- _WHAT YOU ARE ASKED TO DO_:
Copy the full set of lines exactly as given.

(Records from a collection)

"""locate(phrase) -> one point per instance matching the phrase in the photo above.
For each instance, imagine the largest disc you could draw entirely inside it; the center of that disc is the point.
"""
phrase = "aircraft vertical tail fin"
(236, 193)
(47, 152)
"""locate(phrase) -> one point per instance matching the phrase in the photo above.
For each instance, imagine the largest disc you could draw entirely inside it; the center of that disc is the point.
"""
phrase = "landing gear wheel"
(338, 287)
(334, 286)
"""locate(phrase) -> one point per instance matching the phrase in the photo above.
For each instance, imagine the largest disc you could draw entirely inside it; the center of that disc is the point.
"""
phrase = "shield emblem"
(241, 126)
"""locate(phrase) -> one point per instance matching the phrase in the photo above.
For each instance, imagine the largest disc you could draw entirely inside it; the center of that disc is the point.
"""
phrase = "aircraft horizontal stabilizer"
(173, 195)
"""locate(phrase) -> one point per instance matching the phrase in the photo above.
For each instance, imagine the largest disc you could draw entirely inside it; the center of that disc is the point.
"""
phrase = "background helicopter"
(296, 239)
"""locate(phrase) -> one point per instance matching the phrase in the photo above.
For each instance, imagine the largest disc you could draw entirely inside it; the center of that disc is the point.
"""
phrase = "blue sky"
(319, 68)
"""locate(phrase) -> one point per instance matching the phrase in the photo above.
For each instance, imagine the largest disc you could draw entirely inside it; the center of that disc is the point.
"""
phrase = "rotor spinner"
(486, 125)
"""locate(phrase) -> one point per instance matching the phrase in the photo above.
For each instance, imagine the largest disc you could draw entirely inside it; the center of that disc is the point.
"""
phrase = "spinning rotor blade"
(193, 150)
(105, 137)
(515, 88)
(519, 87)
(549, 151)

- _COMPLETE RESPONSE_:
"""locate(phrase) -> one point per instance matching the phrase in the photo above.
For each instance, imagine the largest disc you could draw entirely inside it; the center of that disc is the point.
"""
phrase = "aircraft vertical tail fin"
(236, 193)
(47, 152)
"""locate(phrase) -> one point per instance matching the phrase in the photo above.
For each instance, imagine the largest disc you could draw entirely inside it; the center of that disc is the point.
"""
phrase = "landing gear wheel"
(338, 287)
(334, 286)
"""locate(phrase) -> one point per instance matching the phrase in the photo above.
For each instance, imagine the largest disc you could draw entirely inside it; the center of that disc is the point.
"""
phrase = "shield emblem"
(241, 126)
"""locate(phrase) -> one point per instance matching the phrase in the photo above.
For each instance, imagine the largest disc you could draw entirely inside it; the center of that disc is the point.
"""
phrase = "aircraft horizontal stabilizer"
(173, 195)
"""locate(phrase) -> one point per instance matching the phrase in the photo above.
For each instance, imagine the largest disc you could draw entirely inside it; the center of that disc is the point.
"""
phrase = "background helicopter"
(296, 239)
"""locate(phrase) -> one point per instance matching the phrase in the photo above.
For each instance, imagine the largest disc you could draw entirely inside it; the center of that disc is the point.
"""
phrase = "blue sky"
(319, 68)
"""locate(phrase) -> one point per instance matching the phrase in the photo above.
For each instance, imagine the largest disc you could draw entirely inside it; the center of that disc is the point.
"""
phrase = "rotor spinner"
(486, 125)
"""locate(phrase) -> one point per instance matching the phrase in the photo above.
For each instance, imagine the largest disc you could draw entirely inside it; the center of that disc is the point.
"""
phrase = "spinning rotor blade"
(193, 150)
(105, 137)
(515, 88)
(519, 87)
(549, 151)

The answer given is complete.